> _Your task_:
Copy the listing below word for word, leaving out the pictures.

> _Data to process_:
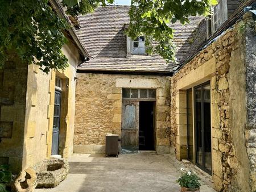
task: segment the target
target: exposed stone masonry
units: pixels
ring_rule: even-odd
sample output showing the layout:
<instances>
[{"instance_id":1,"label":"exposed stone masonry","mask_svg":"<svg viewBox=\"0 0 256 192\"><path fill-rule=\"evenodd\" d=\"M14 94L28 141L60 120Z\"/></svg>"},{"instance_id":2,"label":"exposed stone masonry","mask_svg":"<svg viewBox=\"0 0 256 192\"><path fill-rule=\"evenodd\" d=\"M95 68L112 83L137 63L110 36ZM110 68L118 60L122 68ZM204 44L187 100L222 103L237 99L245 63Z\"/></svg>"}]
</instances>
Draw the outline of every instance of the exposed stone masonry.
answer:
<instances>
[{"instance_id":1,"label":"exposed stone masonry","mask_svg":"<svg viewBox=\"0 0 256 192\"><path fill-rule=\"evenodd\" d=\"M156 89L156 150L170 153L169 77L78 73L76 87L75 153L104 153L106 134L121 135L122 87Z\"/></svg>"},{"instance_id":2,"label":"exposed stone masonry","mask_svg":"<svg viewBox=\"0 0 256 192\"><path fill-rule=\"evenodd\" d=\"M229 85L229 70L232 65L232 60L242 58L242 33L241 29L243 22L236 24L233 30L228 30L217 41L212 43L200 52L189 62L181 69L171 79L171 146L176 148L177 142L177 107L176 103L178 93L177 82L207 61L213 58L216 59L216 72L211 77L212 102L212 136L213 148L213 179L214 188L218 191L226 191L229 189L234 176L240 168L240 162L237 158L232 129L230 127L230 89ZM239 50L240 55L234 55ZM237 74L237 76L239 76ZM237 78L239 78L237 77ZM193 82L191 82L193 83ZM235 120L235 119L234 119ZM242 134L242 133L241 133ZM243 143L241 143L244 145ZM182 149L176 149L179 151ZM184 150L186 150L185 149ZM177 152L177 151L176 151ZM179 151L179 153L181 153ZM242 186L241 186L242 187ZM236 188L237 187L237 188ZM233 186L232 191L241 190L238 186Z\"/></svg>"}]
</instances>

> _Answer to the task_:
task: segment the target
target: exposed stone masonry
units: pixels
ring_rule: even-odd
sample output showing the layout:
<instances>
[{"instance_id":1,"label":"exposed stone masonry","mask_svg":"<svg viewBox=\"0 0 256 192\"><path fill-rule=\"evenodd\" d=\"M14 94L28 141L60 120Z\"/></svg>"},{"instance_id":2,"label":"exposed stone masonry","mask_svg":"<svg viewBox=\"0 0 256 192\"><path fill-rule=\"evenodd\" d=\"M95 68L112 83L137 63L110 36ZM110 68L118 60L122 68ZM204 44L187 100L222 103L237 99L245 63Z\"/></svg>"}]
</instances>
Draw the outline of every instance of the exposed stone masonry.
answer:
<instances>
[{"instance_id":1,"label":"exposed stone masonry","mask_svg":"<svg viewBox=\"0 0 256 192\"><path fill-rule=\"evenodd\" d=\"M156 89L156 150L170 153L169 77L78 73L76 87L75 153L104 153L106 134L121 135L122 87Z\"/></svg>"},{"instance_id":2,"label":"exposed stone masonry","mask_svg":"<svg viewBox=\"0 0 256 192\"><path fill-rule=\"evenodd\" d=\"M229 85L229 70L232 65L232 60L242 58L242 33L241 29L243 22L236 24L233 30L228 30L217 41L212 43L200 52L189 62L181 69L171 79L171 146L176 148L177 142L177 107L176 103L178 93L177 82L207 61L213 58L216 59L216 72L211 77L212 102L212 136L213 148L213 179L214 188L218 191L226 191L229 189L234 176L240 168L240 162L237 158L232 129L230 127L230 89ZM239 50L240 55L234 55ZM237 74L237 76L239 76ZM237 78L239 78L237 77ZM193 82L191 82L193 83ZM235 120L235 119L234 119ZM242 134L242 133L241 133ZM243 143L241 143L244 145ZM182 149L176 149L179 151ZM184 150L186 150L185 149ZM177 152L177 151L176 151ZM179 151L179 153L181 153ZM242 186L241 186L242 187ZM236 188L237 187L237 188ZM233 186L232 191L241 190L238 186Z\"/></svg>"}]
</instances>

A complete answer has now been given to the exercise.